* Stated problem
Reproduce the listing below without any change.

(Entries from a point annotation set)
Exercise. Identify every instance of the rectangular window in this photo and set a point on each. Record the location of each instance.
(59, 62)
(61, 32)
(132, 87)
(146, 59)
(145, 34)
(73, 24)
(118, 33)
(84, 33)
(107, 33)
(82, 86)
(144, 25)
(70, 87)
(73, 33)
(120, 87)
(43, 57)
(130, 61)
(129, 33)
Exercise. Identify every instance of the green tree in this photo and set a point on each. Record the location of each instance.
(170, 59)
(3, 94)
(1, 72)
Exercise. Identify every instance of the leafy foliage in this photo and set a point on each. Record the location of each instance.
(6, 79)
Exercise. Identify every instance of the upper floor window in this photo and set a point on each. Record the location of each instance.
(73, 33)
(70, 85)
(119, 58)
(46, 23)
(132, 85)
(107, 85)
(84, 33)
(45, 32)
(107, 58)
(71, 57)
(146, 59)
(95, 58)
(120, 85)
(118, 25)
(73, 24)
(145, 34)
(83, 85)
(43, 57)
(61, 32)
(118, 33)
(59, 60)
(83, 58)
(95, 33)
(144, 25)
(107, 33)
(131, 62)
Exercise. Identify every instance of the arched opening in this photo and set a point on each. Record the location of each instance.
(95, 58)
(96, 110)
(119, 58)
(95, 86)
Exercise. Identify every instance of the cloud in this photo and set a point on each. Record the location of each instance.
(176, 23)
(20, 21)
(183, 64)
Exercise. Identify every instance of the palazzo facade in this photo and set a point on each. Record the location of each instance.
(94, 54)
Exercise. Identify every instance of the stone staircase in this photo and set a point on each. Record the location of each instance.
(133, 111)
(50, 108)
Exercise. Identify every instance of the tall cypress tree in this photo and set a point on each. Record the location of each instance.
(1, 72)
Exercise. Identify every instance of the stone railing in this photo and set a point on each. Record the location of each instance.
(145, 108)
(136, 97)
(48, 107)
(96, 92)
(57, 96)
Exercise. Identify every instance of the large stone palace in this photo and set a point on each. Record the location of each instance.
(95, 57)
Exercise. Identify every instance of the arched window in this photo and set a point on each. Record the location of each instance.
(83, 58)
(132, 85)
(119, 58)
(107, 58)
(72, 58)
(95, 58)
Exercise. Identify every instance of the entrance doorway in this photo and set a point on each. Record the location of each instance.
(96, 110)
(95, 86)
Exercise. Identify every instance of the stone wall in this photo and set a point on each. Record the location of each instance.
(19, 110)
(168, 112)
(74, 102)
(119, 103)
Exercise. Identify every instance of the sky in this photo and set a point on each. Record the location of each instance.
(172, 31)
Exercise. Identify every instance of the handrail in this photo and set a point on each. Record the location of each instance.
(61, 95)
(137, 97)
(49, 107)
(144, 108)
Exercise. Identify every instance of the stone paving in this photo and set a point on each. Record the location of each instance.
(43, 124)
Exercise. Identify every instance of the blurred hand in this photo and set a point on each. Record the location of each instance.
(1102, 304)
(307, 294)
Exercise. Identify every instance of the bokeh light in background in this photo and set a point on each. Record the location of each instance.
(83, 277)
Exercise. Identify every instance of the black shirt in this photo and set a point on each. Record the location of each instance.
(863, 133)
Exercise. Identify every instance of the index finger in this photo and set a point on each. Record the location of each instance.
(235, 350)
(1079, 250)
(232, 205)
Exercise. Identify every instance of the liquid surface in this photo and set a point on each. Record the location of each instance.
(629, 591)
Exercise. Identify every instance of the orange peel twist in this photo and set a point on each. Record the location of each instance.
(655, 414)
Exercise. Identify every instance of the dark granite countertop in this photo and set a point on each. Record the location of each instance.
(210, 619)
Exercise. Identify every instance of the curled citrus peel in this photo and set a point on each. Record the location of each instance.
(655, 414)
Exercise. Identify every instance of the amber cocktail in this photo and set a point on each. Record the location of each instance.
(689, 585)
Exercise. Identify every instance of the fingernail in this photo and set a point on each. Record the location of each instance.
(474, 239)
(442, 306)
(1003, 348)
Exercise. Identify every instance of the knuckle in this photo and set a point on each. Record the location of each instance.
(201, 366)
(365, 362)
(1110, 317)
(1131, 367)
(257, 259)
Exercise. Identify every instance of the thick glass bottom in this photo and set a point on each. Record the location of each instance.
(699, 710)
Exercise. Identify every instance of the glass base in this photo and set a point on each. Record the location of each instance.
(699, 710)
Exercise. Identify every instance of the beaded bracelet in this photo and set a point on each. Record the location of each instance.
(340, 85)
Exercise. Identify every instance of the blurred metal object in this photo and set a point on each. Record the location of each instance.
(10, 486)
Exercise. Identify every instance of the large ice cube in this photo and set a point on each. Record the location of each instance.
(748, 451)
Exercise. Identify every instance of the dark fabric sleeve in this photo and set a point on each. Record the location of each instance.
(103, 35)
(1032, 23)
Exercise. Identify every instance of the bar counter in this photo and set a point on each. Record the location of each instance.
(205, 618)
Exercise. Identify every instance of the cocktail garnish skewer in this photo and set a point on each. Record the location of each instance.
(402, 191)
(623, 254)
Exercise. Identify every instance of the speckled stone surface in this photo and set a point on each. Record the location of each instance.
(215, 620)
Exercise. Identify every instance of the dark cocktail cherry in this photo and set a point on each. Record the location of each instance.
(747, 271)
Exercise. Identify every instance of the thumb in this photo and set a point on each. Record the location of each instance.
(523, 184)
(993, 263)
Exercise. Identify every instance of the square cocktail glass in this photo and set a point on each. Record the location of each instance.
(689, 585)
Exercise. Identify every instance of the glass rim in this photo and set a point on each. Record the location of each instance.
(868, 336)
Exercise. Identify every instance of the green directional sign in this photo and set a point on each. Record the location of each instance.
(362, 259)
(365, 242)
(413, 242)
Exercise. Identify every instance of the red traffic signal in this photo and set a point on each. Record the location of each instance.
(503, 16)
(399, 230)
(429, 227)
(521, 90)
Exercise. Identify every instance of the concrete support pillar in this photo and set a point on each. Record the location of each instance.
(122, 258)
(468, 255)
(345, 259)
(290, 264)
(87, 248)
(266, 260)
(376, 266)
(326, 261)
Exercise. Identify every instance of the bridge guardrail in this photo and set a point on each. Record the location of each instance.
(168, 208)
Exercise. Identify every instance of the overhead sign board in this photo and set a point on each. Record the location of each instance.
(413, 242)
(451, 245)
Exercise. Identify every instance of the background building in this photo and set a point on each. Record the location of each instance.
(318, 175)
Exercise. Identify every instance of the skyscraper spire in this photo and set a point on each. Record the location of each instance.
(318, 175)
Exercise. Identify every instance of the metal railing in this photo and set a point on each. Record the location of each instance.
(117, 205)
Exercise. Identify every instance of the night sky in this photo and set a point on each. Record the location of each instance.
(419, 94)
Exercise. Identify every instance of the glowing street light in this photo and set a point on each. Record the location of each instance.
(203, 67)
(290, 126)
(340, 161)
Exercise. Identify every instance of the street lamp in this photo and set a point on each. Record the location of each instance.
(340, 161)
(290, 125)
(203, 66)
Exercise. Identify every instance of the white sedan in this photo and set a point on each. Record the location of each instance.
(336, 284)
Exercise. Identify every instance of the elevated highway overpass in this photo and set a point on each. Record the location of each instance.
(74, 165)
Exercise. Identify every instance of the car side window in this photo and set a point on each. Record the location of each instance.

* Answer below
Exercise. Identify every instance of the rectangular window in this photo and set a point on each. Record the location of each instance.
(59, 62)
(61, 32)
(132, 87)
(146, 59)
(145, 34)
(73, 24)
(118, 33)
(84, 33)
(107, 33)
(82, 86)
(144, 25)
(70, 87)
(73, 33)
(120, 87)
(43, 57)
(130, 61)
(129, 33)
Exercise. Identify every instance of the green tree in this photo and set a point on each. Record the location of each instance.
(170, 59)
(3, 94)
(1, 72)
Exercise. Identify every instance of the leafy foliage in this photo and set a point on each. Record the location of each instance.
(6, 79)
Exercise. Identify every instance of the upper floor window in this photo and set a point on each. Record the location of each instance.
(73, 33)
(70, 85)
(119, 58)
(46, 23)
(132, 85)
(107, 85)
(84, 33)
(45, 32)
(107, 58)
(71, 57)
(146, 59)
(95, 58)
(120, 85)
(118, 25)
(73, 24)
(145, 34)
(83, 85)
(43, 57)
(61, 32)
(118, 33)
(59, 60)
(83, 58)
(95, 33)
(144, 25)
(107, 33)
(131, 62)
Exercise. Identify every instance of the arched opening in this photo and set a point on each. Record the location of each instance.
(95, 58)
(96, 110)
(119, 58)
(95, 86)
Exercise. Identify every instance of the cloud in this photo and set a point on each. Record the location of each instance.
(176, 23)
(20, 21)
(183, 64)
Exercise. Identify every instance of the palazzo facade in this photo and set a point on each. Record the location of each instance.
(94, 54)
Exercise. Identify every instance of the stone staircase in this photo and set a point on each. Record the location of each instance.
(133, 111)
(50, 108)
Exercise. Identify every instance of the tall cypress tree in this photo and set a point on each. Record the location of each instance.
(1, 72)
Exercise. Identify every instance of the stone railing in this photo and set a point on each. Record the location of each instance.
(145, 108)
(136, 97)
(48, 107)
(96, 92)
(57, 96)
Exercise. Identify every instance of the large stone palace in this photo and set a point on each. Record the location of each instance.
(95, 57)
Exercise. Identify every instance of the arched window in this photo and set a point on each. Record the location of each instance.
(83, 58)
(132, 85)
(119, 58)
(107, 58)
(72, 58)
(95, 58)
Exercise. Identify every instance of the entrance doorway in this photo and set a point on each. Record the location of each instance.
(96, 110)
(95, 86)
Exercise. Identify every instance of the stone wall in this photo and set a point on each. Record the location of each instance.
(19, 110)
(168, 112)
(74, 102)
(119, 103)
Exercise. Identify every instance of the sky in this photo and set a point on each. Record the location of each instance.
(172, 31)
Exercise. Identify every instance of the handrail in this photo and set a point on each. Record the location of each instance.
(61, 95)
(137, 97)
(49, 107)
(144, 108)
Exercise. Identify every instance of the stone paving in this photo and set a point on each. Record the location of each instance.
(43, 124)
Exercise. Identify every instance of the blurred hand in this photo and set a point on each. Record the location of each instance.
(1102, 304)
(307, 294)
Exercise. Identify every instance of the bokeh light in background in this photo and set a point on each. Record the location of each instance.
(83, 277)
Exercise. Identify every instance of the black shirt in this photo and set a point on each. Record the location of each instance.
(863, 133)
Exercise. Identify every instance of the index finger in this photo and set a point on each. Record the location of each instance.
(235, 350)
(1079, 250)
(232, 205)
Exercise. Identify every instance of the liquid surface in this photo and set a point on each. Record the location of each instance.
(629, 591)
Exercise. Identify every instance of the orange peel twist in this photo and set a point on each. Record the location of each instance.
(655, 414)
Exercise. Identify every instance of the dark granite countertop in this photo and set a point on each. Record the location of each instance.
(210, 619)
Exercise. Identify every instance of the curled citrus peel in this photo and set a point on each. Record the location of each instance.
(655, 414)
Exercise. Identify every instance of the amber cocktail in this photo and set a point on each. Record the location of each instance.
(689, 585)
Exercise. Identify every instance of the fingernail in this photo and set a point on each. Record the location of each instance.
(474, 239)
(442, 306)
(1003, 348)
Exercise. Identify every instance of the knuckle in this photo and set a point on each. Record the location of each instance.
(201, 366)
(365, 362)
(1110, 317)
(1131, 367)
(257, 259)
Exercise. Identify every instance of the thick glass bottom in this photo and set a point on each. Record the location of each instance.
(699, 710)
Exercise. Identify every instance of the glass base in this photo and set a point on each. Record the location of each instance.
(699, 710)
Exercise. Identify every instance of the beaded bracelet in this photo and set a point on each. Record the location of each instance.
(340, 85)
Exercise. Identify every instance of the blurred metal object in this photo and set a point on each. Record the location of each instance.
(10, 486)
Exercise. Identify every instance of the large ice cube in this photo and set a point on each. Record the location of each instance.
(748, 451)
Exercise. Identify every instance of the dark fabric sleeve in this photo and set a point on each. Record the location of each instance.
(103, 35)
(1032, 23)
Exercise. Identify every instance of the bar counter in this photo and set a point on each. Record the location of each instance.
(205, 618)
Exercise. Identify every instance of the cocktail garnish skewer in this photo and set a point on each. Record the location of each instance.
(402, 191)
(623, 254)
Exercise. Identify every instance of the speckled stone surface in this photo and set a point on each. Record the location of each instance.
(215, 620)
Exercise. Identify every instance of the dark cocktail cherry in this photo and set a point on each. Record the location of each instance.
(747, 271)
Exercise. Identify every instance of the thumb in this photo and set a point on each. Record the location of each instance.
(523, 184)
(993, 263)
Exercise. Identify every instance of the square cocktail glass in this photo and set a point on each. Record the location of each instance.
(689, 585)
Exercise. Identify every instance of the glass rim in this photo and set a point on each. Record the location of each instance.
(868, 336)
Exercise. Identify every instance of the green directional sign in this photo and set a point on each. Record the location of each instance.
(362, 259)
(365, 242)
(413, 242)
Exercise. Identify every instance of the red traffic signal in this photo and set a point on each. Record the location of each instance.
(503, 16)
(399, 230)
(429, 227)
(521, 90)
Exercise. Identify every instance of the concrete support pillar in this photo and set a point on each. Record the location of each instance.
(122, 258)
(468, 255)
(345, 259)
(290, 264)
(87, 248)
(266, 260)
(376, 266)
(326, 261)
Exercise. Identify every instance of the bridge guardrail in this photo and set a point on each. Record the location of each instance.
(168, 208)
Exercise. Identify every instance of the overhead sign board in this photo and set a point on each. Record the location of each instance.
(413, 242)
(451, 245)
Exercise. Identify every instance of the background building in this photo and set a point on each. Record the location of each instance.
(318, 175)
Exercise. Identify every instance of the skyscraper spire in this photo and set a point on each. Record the location of each instance.
(318, 175)
Exercise. Identify every instance of the metal railing in this photo and set a point on each. Record the location of each instance.
(117, 205)
Exercise. Identify every instance of the night sky in this photo and set a point on each. Record the location of each instance.
(419, 94)
Exercise. Identify every instance of the glowing street light in this photo and set a point on each. Record the location of each instance.
(203, 67)
(290, 126)
(340, 161)
Exercise. Identify every instance of the street lamp in this photo and set a point on each. Record the location of each instance.
(340, 161)
(290, 125)
(203, 66)
Exercise. Identify every instance of the white sedan in this photo and set a point on each. Record the location of each instance.
(336, 284)
Exercise. Identify every instance of the elevated highway overpass in this photo and set a point on each. Record the location of each instance.
(74, 165)
Exercise. Identify every instance of the car side window in this photo and set a point on each. Record the location of each instance.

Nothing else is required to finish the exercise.